● PROBLEM 1
In the records below, copy out word for word everything from the line containing "Put a point on every instance of the suit" down to the line containing "<point>330,108</point>", including both of those lines.

● SELECTED EXCERPT
*-*-*

# Moving chickens across country



## Lissa (Oct 23, 2012)

Hi there, we might be moving across the country in the next couple of months. Any pointers or tips on moving chickens? 

I only have 5 chickens and figured I would put them in a large wire dog crate but not sure about details of moving them (what to do with them at hotel, especially the rooster, haha).
Thanks!


----------



## chickflick (Sep 23, 2012)

A large cardboard box would be better, I think. Keeping them dark and quiet. I know you won't be able to bring into the hotel room legally, lol Especially with the rooster. Can you find them homes and start new at new location? Be a lot easier on everyone!!


----------



## robin416 (Sep 8, 2013)

The rooster is going to be the challenge. You might need to put him in a carrier over night inside the vehicle to minimize his crowing. Tossing a towel over it will keep him quieter.

*-*-*

● PROBLEM 2
Answer these questions about the thread on moving chickens across the country.
(a) How many chickens does Lissa have?
(b) What does chickflick suggest using instead of a wire dog crate?
(c) According to robin416, what will tossing a towel over the rooster's carrier do?

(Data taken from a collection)
*-*-*

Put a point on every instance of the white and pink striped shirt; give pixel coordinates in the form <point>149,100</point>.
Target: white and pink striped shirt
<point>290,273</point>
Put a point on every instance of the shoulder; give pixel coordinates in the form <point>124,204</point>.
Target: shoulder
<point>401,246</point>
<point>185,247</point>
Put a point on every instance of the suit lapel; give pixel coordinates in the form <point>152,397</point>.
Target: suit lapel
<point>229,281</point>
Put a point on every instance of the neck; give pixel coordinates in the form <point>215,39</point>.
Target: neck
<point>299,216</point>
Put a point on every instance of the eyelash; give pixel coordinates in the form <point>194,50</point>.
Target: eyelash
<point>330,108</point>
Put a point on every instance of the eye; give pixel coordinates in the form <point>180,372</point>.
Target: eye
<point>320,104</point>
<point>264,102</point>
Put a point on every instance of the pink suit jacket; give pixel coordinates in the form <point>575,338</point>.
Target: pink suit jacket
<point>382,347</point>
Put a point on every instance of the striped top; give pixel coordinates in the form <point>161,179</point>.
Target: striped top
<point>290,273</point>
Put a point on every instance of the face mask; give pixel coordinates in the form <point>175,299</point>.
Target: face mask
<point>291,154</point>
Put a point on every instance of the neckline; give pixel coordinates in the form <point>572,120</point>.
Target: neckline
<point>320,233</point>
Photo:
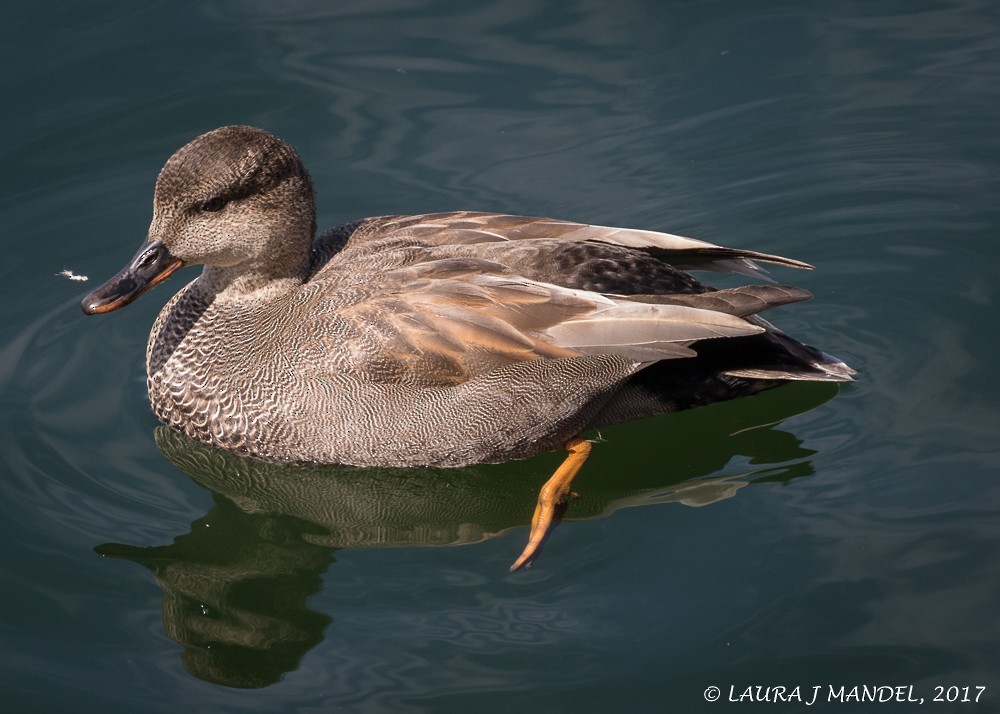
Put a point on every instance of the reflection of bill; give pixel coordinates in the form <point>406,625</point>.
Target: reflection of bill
<point>236,586</point>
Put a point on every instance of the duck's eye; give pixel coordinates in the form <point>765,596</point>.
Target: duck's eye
<point>213,204</point>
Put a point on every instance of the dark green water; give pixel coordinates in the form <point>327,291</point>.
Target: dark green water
<point>841,540</point>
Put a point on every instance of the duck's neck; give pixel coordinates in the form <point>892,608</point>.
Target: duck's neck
<point>250,282</point>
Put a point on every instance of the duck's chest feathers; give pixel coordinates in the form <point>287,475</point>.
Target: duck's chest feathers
<point>210,373</point>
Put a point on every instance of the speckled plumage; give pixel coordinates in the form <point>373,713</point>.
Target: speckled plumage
<point>444,339</point>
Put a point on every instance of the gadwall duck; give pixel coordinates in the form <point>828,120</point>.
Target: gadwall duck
<point>444,339</point>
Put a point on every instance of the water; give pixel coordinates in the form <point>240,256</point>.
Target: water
<point>801,538</point>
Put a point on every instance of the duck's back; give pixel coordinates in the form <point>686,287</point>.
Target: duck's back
<point>415,341</point>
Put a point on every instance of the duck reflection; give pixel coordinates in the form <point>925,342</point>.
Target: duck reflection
<point>236,587</point>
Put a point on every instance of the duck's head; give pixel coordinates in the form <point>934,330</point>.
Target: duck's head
<point>237,200</point>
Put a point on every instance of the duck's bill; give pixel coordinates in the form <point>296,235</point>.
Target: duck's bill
<point>151,266</point>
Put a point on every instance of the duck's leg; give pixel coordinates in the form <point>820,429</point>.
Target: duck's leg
<point>551,497</point>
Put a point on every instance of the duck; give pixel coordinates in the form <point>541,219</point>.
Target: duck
<point>435,340</point>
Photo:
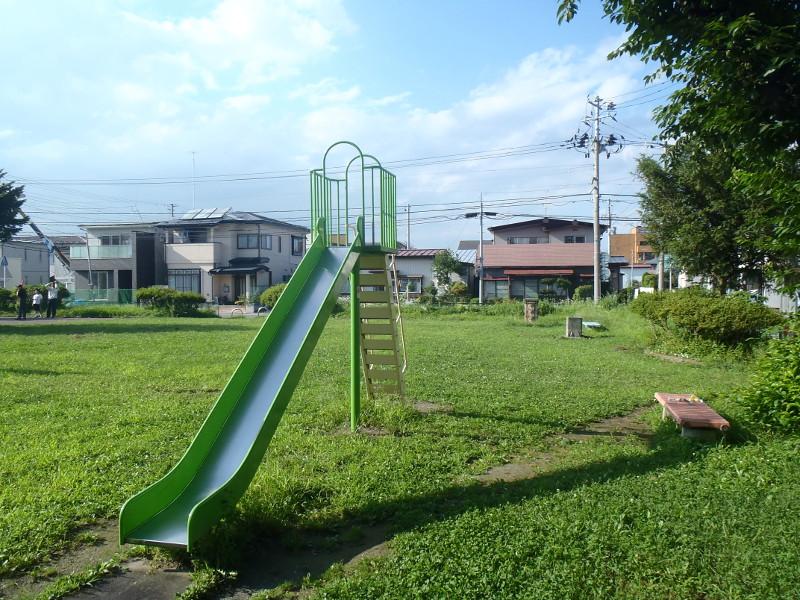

*-*-*

● WORKED ANSWER 1
Put a point on every instance of the suit lapel; give pixel coordinates in the form <point>152,397</point>.
Target: suit lapel
<point>229,281</point>
Put a point on every instance of the neck; give pixel coordinates in the form <point>215,39</point>.
Target: neck
<point>299,216</point>
Put a point on every instance of the eyelash; give pixel coordinates in the form <point>194,50</point>.
Target: eyelash
<point>330,108</point>

● WORKED ANSWER 2
(a) Five.
(b) A large cardboard box.
(c) It will keep him quieter.